■ **Exercise description**
Starting at the line with "Target: ocean water" and going on through the line with "Target: cloud", reproduce each line in the records below exactly and nothing more.

■ **Supplied data**
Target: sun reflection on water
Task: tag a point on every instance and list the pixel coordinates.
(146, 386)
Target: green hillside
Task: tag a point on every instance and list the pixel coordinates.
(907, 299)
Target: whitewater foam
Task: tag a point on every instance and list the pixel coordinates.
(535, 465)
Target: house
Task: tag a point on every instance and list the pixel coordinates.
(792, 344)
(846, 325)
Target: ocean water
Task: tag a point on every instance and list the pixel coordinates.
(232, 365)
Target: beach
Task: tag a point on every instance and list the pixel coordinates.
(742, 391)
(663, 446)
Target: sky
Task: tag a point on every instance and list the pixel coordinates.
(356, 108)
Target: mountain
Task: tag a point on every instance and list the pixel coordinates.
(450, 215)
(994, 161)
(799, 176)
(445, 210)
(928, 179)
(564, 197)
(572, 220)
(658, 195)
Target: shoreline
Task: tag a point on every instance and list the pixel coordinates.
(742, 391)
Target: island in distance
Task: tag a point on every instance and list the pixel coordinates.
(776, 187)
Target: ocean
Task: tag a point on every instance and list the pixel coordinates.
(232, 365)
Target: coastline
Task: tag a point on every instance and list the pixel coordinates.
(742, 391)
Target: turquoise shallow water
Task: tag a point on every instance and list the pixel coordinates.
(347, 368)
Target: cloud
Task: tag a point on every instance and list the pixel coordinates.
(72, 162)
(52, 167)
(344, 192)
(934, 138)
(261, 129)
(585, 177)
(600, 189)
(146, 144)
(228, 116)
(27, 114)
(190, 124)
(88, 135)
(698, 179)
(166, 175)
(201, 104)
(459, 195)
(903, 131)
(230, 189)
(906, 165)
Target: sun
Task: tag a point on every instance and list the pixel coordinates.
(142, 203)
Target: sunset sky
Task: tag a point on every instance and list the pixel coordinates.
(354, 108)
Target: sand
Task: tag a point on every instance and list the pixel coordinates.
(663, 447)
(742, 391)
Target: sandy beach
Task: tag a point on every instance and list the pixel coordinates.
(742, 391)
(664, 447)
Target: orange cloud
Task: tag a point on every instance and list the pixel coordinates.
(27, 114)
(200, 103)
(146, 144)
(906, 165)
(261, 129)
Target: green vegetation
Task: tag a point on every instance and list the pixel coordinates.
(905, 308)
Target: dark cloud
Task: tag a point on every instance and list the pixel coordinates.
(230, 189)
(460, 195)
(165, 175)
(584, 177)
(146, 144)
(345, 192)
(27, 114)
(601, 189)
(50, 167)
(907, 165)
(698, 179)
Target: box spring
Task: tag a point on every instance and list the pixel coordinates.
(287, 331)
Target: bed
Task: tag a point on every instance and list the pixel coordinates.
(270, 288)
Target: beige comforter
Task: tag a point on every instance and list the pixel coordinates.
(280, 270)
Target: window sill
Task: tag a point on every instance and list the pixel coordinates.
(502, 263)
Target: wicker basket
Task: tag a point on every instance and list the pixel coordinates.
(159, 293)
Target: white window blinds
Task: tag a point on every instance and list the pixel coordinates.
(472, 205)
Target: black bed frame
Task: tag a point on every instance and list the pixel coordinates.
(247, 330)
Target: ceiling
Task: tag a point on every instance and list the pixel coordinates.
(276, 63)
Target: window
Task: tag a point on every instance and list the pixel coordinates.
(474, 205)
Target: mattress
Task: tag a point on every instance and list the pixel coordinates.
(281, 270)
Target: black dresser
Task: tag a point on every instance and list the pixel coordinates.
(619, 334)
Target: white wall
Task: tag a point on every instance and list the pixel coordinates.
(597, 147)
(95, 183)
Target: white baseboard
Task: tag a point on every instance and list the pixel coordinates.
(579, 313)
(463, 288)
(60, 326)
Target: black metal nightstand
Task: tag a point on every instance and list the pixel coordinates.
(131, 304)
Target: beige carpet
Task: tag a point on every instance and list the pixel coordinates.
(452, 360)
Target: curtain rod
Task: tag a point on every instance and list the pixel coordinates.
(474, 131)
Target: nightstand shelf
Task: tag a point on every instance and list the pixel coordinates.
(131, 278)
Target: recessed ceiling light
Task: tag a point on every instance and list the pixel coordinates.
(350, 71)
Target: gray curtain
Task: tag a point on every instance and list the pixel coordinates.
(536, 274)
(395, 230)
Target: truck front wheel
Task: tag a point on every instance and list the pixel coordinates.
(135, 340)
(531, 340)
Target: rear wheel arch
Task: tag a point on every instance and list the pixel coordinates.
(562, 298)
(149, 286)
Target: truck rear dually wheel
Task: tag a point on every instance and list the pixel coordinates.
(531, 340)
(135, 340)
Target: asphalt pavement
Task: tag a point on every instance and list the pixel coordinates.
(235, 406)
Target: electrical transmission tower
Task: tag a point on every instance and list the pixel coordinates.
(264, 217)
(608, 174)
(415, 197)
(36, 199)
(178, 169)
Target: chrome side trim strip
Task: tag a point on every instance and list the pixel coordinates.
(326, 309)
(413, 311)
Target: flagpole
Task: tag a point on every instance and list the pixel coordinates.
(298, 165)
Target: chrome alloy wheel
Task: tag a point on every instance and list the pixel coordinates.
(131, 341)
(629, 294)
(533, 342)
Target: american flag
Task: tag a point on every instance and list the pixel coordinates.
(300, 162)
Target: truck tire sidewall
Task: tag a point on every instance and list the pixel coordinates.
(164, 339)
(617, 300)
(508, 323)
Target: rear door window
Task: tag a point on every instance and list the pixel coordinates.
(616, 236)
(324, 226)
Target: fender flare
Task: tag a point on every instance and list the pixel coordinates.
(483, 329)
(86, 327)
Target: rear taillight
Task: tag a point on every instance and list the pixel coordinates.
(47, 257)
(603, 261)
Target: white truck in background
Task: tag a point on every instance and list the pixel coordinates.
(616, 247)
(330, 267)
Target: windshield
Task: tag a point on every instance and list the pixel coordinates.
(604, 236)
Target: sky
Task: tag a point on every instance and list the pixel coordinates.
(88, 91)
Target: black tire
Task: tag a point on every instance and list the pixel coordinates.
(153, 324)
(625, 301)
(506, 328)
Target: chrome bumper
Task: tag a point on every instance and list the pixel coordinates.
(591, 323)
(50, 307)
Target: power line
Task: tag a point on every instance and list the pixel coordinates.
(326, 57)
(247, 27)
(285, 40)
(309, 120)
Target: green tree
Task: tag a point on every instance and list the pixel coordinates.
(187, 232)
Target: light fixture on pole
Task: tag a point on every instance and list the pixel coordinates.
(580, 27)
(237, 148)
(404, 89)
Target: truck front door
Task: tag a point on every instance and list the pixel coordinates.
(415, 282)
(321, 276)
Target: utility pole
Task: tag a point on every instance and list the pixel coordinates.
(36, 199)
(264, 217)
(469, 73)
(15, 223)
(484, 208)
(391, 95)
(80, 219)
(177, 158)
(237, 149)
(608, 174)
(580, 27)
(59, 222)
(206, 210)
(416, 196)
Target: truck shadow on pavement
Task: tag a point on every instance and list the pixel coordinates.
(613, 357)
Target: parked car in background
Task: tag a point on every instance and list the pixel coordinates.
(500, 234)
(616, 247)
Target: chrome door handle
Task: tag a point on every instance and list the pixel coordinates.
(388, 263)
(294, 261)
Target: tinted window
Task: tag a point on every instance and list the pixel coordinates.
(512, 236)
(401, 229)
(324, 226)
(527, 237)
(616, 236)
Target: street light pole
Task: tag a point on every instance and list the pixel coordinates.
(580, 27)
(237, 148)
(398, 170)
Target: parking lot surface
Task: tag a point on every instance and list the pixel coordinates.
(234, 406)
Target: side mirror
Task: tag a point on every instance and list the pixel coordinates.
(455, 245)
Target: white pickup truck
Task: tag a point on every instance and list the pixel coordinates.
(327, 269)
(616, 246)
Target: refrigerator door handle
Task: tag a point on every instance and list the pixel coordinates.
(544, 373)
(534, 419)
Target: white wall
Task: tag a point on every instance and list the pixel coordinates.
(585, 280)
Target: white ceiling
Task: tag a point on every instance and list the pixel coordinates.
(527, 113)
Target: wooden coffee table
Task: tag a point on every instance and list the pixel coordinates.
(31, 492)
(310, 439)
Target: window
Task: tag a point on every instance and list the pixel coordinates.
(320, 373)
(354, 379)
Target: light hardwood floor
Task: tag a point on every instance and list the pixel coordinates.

■ **Response area**
Target: ocean water
Task: tag a point on every instance and list the pixel coordinates.
(232, 365)
Target: beach
Task: tag a point on every instance and list the pixel coordinates.
(742, 391)
(663, 446)
Target: sky
Task: tag a point on every instance and list the pixel coordinates.
(356, 108)
Target: mountain
Task: tag a point on every instance and list the pixel coordinates.
(450, 215)
(994, 161)
(799, 176)
(445, 210)
(928, 179)
(564, 197)
(572, 220)
(658, 195)
Target: shoreline
Task: tag a point on every instance and list the pixel coordinates.
(742, 391)
Target: island in distance
Task: tag a point on every instance and list the pixel coordinates.
(776, 187)
Target: ocean
Task: tag a point on every instance and list the pixel coordinates.
(232, 365)
Target: coastline
Task: tag a point on every instance and list the pixel coordinates.
(742, 391)
Target: turquoise shallow water
Task: tag a point on every instance and list the pixel coordinates.
(347, 368)
Target: cloud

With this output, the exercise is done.